PROBLEM STATEMENT:
Quote the text classification service page word for word, starting at the passage that contains "The TextClassificationService enables" and ending with "call) or asynchronously.".

DOCUMENT EXTRACT:
— START —

Text Classification Service

The TextClassificationService provides functionality to classify documents stored in IBM Cloud Object Storage (COS) using IBM watsonx.ai. It identifies whether a document matches pre-defined or custom schema definitions, enabling automated document routing and pre-processing before resource-intensive key-value pair extraction.

Quick Start

TextClassificationService service = TextClassificationService.builder()
    .apiKey(WATSONX_API_KEY)
    .projectId(WATSONX_PROJECT_ID)
    .baseUrl(CloudRegion.DALLAS)
    .cosUrl(CLOUD_OBJECT_STORAGE_URL)
    .documentReference(CONNECTION_ID, BUCKET_NAME)
    .build();

ClassificationResult result = service.uploadClassifyAndFetch(new File("path/to/invoice.pdf"));
System.out.println("Document Type: " + result.documentType());
System.out.println("Classified:    " + result.documentClassified());
// → Document Type: Invoice
// → Classified: true

Overview

The TextClassificationService enables you to:

  • Classify documents against pre-defined and custom schemas.
  • Upload local files or input streams directly to COS before classification.
  • Run classification synchronously (upload + classify + fetch in one call) or asynchronously.
  • Define custom document schemas with field definitions and semantic configuration.
  • Configure OCR settings for language, rotation correction, and processing mode.
  • Manage the full lifecycle of classification requests (start, fetch, delete).
  • Automatically clean up uploaded files after processing.

Service Configuration

Basic Setup

TextClassificationService service = TextClassificationService.builder()
    .apiKey(WATSONX_API_KEY)
    .projectId(WATSONX_PROJECT_ID)

— END —

DATA SHOWN:
— START —

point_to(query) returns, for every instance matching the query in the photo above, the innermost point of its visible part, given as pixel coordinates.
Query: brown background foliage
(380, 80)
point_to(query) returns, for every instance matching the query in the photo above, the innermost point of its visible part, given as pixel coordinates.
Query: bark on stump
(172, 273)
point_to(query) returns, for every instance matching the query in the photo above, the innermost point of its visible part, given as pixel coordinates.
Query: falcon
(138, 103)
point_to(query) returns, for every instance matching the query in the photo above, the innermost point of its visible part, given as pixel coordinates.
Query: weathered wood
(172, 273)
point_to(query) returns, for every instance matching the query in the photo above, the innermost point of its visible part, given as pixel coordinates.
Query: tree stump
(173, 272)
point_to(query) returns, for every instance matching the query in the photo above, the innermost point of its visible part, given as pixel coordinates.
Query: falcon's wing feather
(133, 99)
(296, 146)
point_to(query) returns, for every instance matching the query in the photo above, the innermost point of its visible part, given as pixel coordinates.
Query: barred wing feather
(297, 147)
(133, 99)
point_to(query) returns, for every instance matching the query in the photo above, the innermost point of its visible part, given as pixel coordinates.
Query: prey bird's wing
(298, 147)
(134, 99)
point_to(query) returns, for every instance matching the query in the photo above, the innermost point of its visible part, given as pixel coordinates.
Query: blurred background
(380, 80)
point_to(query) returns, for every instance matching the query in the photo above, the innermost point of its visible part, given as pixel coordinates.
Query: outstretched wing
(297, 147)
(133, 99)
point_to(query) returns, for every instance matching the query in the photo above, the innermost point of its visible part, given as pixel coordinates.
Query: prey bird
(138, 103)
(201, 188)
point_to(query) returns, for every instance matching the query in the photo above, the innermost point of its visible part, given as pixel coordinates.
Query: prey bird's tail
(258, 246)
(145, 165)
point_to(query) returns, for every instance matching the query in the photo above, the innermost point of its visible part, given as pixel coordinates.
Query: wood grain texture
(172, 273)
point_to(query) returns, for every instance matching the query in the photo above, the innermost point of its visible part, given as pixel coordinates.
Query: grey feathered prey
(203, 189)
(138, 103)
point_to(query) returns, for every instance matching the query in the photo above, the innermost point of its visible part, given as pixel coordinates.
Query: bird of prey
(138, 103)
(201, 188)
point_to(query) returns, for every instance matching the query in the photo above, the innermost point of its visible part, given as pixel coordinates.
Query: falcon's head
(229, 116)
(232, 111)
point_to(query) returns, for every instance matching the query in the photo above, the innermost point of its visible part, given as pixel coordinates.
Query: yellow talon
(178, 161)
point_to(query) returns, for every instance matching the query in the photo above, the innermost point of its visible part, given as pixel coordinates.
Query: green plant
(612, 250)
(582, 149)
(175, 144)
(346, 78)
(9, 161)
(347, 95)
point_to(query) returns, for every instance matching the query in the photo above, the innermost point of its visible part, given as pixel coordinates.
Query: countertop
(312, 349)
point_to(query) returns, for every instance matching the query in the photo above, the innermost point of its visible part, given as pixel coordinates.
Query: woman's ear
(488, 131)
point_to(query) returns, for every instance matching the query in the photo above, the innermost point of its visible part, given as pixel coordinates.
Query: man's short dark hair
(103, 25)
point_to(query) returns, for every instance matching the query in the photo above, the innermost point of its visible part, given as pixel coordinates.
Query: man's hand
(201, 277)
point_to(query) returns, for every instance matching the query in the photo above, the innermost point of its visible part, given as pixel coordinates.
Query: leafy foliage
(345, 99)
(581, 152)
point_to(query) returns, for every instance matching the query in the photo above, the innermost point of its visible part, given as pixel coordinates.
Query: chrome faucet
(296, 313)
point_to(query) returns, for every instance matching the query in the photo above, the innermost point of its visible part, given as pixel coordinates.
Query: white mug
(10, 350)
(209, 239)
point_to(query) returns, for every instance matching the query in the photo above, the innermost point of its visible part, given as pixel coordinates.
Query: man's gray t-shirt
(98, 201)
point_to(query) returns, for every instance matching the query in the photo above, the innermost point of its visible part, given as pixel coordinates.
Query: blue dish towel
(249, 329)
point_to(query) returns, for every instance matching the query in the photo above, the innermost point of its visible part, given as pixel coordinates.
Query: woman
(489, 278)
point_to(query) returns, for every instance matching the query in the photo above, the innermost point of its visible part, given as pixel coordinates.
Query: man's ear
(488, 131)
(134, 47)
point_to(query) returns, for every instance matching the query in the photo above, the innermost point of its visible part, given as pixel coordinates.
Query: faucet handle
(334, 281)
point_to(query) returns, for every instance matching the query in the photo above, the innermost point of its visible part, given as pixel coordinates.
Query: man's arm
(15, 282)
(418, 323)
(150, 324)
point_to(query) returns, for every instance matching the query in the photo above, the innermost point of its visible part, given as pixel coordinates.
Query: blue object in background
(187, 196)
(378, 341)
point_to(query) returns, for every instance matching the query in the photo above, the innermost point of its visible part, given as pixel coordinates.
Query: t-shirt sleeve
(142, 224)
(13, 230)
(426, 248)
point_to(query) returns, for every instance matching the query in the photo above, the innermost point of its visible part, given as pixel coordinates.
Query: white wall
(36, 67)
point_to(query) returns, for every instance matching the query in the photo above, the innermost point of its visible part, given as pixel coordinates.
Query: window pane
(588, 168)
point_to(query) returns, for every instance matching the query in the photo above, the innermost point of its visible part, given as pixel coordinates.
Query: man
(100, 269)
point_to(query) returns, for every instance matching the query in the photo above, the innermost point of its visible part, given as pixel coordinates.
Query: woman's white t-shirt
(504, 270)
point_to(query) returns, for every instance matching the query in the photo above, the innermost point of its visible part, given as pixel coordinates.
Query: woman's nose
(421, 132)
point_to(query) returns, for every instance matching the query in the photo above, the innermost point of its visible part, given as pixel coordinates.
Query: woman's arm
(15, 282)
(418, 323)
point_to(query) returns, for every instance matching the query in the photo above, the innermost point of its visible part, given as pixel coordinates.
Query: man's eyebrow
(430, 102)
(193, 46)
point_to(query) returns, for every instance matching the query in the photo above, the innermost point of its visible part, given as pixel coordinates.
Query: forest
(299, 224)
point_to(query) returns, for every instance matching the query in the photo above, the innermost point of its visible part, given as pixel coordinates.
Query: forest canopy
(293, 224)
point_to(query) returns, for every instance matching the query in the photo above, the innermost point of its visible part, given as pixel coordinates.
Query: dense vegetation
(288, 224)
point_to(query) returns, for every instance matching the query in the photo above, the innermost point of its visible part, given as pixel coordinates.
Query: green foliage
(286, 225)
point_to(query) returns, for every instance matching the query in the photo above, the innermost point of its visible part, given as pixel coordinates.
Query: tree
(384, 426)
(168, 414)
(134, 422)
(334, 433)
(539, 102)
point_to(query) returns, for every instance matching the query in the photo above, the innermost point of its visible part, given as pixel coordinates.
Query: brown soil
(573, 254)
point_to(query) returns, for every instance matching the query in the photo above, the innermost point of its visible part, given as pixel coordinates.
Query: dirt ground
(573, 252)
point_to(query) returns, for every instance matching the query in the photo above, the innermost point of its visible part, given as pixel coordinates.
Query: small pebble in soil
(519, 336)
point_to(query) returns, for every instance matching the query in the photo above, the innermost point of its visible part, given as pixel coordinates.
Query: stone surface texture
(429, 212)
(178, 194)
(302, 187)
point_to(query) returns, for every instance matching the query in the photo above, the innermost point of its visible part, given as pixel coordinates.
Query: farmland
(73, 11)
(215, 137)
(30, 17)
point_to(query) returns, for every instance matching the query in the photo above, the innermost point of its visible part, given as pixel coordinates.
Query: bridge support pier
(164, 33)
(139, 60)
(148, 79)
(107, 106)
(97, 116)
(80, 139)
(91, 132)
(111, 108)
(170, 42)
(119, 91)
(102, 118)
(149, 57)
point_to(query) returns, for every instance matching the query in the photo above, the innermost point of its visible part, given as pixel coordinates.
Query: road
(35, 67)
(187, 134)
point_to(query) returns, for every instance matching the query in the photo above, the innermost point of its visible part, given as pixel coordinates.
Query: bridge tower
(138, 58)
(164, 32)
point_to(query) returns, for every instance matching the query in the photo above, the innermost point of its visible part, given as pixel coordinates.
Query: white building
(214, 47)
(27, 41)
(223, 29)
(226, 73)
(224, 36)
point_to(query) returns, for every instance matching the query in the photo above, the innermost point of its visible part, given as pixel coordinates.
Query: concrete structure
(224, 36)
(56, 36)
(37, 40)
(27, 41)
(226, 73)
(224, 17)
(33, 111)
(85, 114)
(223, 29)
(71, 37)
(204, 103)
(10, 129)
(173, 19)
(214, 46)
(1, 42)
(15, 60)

— END —

SOLVED EXERCISE:
The TextClassificationService enables you to:

  • Classify documents against pre-defined and custom schemas.
  • Upload local files or input streams directly to COS before classification.
  • Run classification synchronously (upload + classify + fetch in one call) or asynchronously.